═════ QUOTED PASSAGE
The process for determining Technical score from the ratings by the
client's technical team is repeated for each of the competing
vendors. Later, this data from FIG. 12 and FIG. 11 are used to
populate the Competitive Evaluation Scoring Table, (FIG. 13).
[0077] Step 26: Create a Competitive Evaluation Scoring Table
comparable to the one in FIG. 13. This table is used to calculate
the Competitive Evaluation points for each criteria that has been
weighted and then to calculate the total criteria scoring for each
competing vendor. In FIG. 13, Block 360, the technical points
assigned to each vendor based on the vendor's Technical Score is
represented. Vendor 1's Technical Points are calculated by
multiplying Technical Score (FIG. 13, Block 372) by Technical
Weighting (FIG. 11, Block 328) yielding vendor 1's total Technical
Points (FIG. 13, Block 374), in this case (0.84*40=33.60).
[0078] The column of Price Points assigned to each vendor based on
the vendor's Pricing Score is represented in Block 362, FIG. 13.
══════════
═════ AVAILABLE DATA
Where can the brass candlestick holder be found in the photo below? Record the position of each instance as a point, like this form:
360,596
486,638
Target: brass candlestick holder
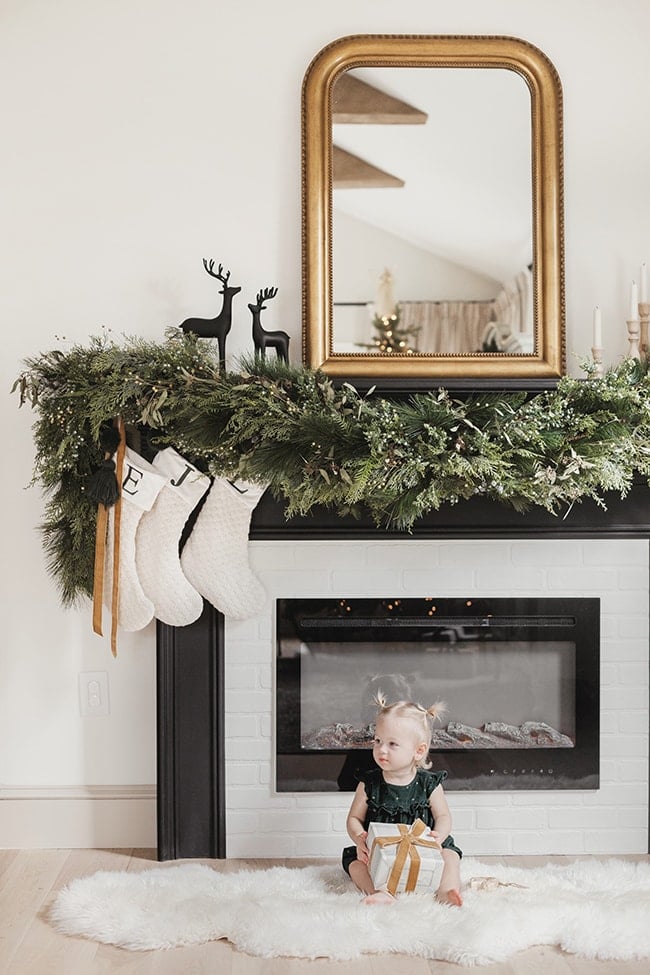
══════════
■ **WHAT IS ASKED**:
1. From the patent excerpt on vendor scoring, duplicate the text from "[0077] Step 26: Create" up to and including "362, FIG. 13.".
2. Answer these questions using the patent excerpt on vendor scoring:
(a) In FIG. 13, which block holds the technical points assigned to each vendor?
(b) What total Technical Points does vendor 1 receive, and from what multiplication?
(c) Which block in FIG. 13 holds the column of Price Points?

■ **SOLUTIONS TO THE TASKS**:
1.
[0077] Step 26: Create a Competitive Evaluation Scoring Table
comparable to the one in FIG. 13. This table is used to calculate
the Competitive Evaluation points for each criteria that has been
weighted and then to calculate the total criteria scoring for each
competing vendor. In FIG. 13, Block 360, the technical points
assigned to each vendor based on the vendor's Technical Score is
represented. Vendor 1's Technical Points are calculated by
multiplying Technical Score (FIG. 13, Block 372) by Technical
Weighting (FIG. 11, Block 328) yielding vendor 1's total Technical
Points (FIG. 13, Block 374), in this case (0.84*40=33.60).
[0078] The column of Price Points assigned to each vendor based on
the vendor's Pricing Score is represented in Block 362, FIG. 13.

2.
(a) Block 360.
(b) 33.60, from 0.84*40 (Technical Score multiplied by Technical Weighting).
(c) Block 362.